The problem >> Starting at the line below that contains "Please put a marker on the stone urn", print each line through the end of the records exactly as it appears.

○ ○ ○ ○ ○ ○ ○

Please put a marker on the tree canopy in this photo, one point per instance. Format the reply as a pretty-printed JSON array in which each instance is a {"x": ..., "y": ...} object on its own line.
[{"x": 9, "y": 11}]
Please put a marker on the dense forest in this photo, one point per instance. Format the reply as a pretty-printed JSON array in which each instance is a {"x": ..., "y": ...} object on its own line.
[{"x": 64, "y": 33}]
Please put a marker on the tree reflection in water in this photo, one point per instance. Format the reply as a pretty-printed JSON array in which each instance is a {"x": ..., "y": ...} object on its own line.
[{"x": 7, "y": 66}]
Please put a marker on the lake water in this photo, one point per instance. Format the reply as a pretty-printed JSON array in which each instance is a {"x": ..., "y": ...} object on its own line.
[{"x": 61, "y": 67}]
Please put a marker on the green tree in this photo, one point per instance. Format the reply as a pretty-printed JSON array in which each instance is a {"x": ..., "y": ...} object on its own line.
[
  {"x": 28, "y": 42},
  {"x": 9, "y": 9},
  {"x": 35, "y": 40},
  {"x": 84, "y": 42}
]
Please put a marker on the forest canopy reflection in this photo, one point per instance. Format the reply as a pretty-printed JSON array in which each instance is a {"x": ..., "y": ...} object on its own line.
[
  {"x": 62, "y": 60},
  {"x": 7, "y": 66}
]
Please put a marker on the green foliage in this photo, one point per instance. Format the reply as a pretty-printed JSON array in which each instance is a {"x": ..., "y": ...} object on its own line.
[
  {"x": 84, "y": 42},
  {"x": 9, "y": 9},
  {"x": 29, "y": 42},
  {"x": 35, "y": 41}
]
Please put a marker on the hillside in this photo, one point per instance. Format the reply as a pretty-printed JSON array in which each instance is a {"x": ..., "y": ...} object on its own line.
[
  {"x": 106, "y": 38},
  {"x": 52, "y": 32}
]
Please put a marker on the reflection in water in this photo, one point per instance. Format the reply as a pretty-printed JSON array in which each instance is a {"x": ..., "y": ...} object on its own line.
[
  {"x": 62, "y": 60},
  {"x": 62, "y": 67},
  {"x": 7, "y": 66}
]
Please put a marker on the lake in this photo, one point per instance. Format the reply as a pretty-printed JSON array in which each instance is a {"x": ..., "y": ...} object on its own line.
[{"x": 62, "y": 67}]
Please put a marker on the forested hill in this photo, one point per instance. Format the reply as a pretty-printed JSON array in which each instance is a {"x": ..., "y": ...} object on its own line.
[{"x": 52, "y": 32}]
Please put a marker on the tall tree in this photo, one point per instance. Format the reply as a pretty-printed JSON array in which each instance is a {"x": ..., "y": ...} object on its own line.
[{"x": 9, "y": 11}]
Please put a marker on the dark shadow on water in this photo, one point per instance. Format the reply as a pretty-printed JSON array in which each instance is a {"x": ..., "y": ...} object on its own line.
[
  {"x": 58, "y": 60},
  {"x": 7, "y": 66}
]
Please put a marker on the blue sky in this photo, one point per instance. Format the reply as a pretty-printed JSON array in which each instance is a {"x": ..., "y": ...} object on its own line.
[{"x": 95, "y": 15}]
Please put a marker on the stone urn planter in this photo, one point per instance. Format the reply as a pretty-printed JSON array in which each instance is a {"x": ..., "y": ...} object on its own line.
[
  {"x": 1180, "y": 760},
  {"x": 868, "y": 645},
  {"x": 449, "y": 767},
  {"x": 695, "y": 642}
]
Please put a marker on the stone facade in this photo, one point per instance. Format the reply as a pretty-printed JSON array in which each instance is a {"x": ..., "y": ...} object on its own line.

○ ○ ○ ○ ○ ○ ○

Solution below >>
Please put a marker on the stone urn planter in this photo, one point per instance. Format the reply as a pretty-printed JSON array in which each instance is a {"x": ..., "y": ...} object on its own line.
[
  {"x": 1180, "y": 760},
  {"x": 868, "y": 645},
  {"x": 449, "y": 767},
  {"x": 695, "y": 642}
]
Please put a marker on the stone facade in this photo, one point per instance. Format the reply as a pretty-printed JSON array in which each instance is a {"x": ..., "y": ...} object on its own line.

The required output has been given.